──────── DOCUMENT ────────
I know you are trying to help. But please...
Just like any good philosophy, the belief system of our worried loved-ones (with their tired eyes and furrowed brows) rests on a number of premises that are taken to be true - that may actually be truths - but which I perceive as non-truths. I have deduced that these pillars of wisdom lack structural integrity, at least in my own life, and should therefore be torn down and replaced with something terrifyingly new and different. But first, let us consider these and my arguments against them:
1. There Is A Timeline (And You Need To Be On It)
Our lives are dictated by schedules. We must wake up before 3 p.m. or we are considered "unmotivated" and compared to a slug by our roommates. We must get to work on time or (our boss had assured us that) "getting to work on time" will cease to be an issue for us. We must return Season 3 of "How I Met Your Mother" to Netflix or they are never going to send us Season 4, damnit. There are certain things we want to accomplish in our lives, and to fit them all in we must line them up neatly on a timetable so that "this" comes before "that" and everything goes according to plan. Here is an example of a timetable:
There are holes in the system. How, for example, are we to assure that we meet our future spouses and are coupled by 28? Are we to just marry whomever we happen to be with at this time (so as to stay on pace)?; are we to force ourselves to fall in love at the appropriate moment, like an actor taking a cue from offstage? And what of this "career" we should be starting at the age of 24? What if we are not ready, at 24, to begin working tirelessly for 40 hours a week (for the next 40 years) in the same office on the same street in the same town? What if we are not ready at 30? What if we are never ready? (A *gasp* from the crowd. A woman faints).
──────── EXCERPTED RECORDS ────────
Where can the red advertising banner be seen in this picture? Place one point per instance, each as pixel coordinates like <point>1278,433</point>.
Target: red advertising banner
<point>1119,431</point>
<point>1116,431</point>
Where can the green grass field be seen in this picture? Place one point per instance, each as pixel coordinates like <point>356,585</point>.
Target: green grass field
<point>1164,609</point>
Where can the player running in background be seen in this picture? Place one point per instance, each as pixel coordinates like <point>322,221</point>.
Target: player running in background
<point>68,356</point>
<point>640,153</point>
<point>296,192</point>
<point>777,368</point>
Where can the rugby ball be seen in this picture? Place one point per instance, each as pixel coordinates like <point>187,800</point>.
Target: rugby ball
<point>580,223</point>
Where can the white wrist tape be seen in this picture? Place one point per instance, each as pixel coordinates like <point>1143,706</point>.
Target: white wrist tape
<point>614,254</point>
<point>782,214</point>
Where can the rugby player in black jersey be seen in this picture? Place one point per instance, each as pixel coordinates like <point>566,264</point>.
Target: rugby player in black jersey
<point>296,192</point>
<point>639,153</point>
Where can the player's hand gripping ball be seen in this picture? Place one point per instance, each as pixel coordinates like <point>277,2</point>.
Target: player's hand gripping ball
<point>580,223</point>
────────
EXERCISES TO COMPLETE.
(a) In the essay about life timelines, at what age are we supposed to begin our "career"?
(b) Resume the essay about life timelines from the point where it stops.

THE RESULTS.
(a) At the age of 24.

(b)
"But Jommy," the females in the room say, flustered, "what if I want to have children? Of course I want to be married and financially secure by then and I'm kindof 'on the clock', you know?...there are risks, and I don't really want to have a baby with Down Syndrome or something...I mean, if I did I would still love it...of course I would love it...it's just, life is hard enough as it is, ya know?" Yes, I understand. There are risks. But in response to your concerns I pose three points:
...and a beautiful segue from my "race" metaphor into...
2. There Is A Finish Line
From a very young age, we are taught that, if we persevere, we will eventually finish whatever race we have been running. "Keep practicing and maybe you'll play pro ball someday [read: cross the finish line]," say the chorus of a million fathers to the hopeful ears of a million naive sons every spring; OR "Keep up the hard work, someday you'll be running this place [read: crossing the finish line]," says the grey-haired CEO insincerely to the unnamed intern; OR "Get a career, stick with it...you'll be retiring in no time [read: crossing the finish line]," says everyone, to me, since I turned 22.
But these, as I perceive them, are non-truths. Perhaps they can be considered goals, mile-markers, points of interest - but they are not endings. There is only one true ending, and that is death. It is the only period in a 1000-page novel that has but a single, exhaustingly-long run-on sentence. (The English major in me shudders at the thought). The idea that we can ever finish the race is a fallacy.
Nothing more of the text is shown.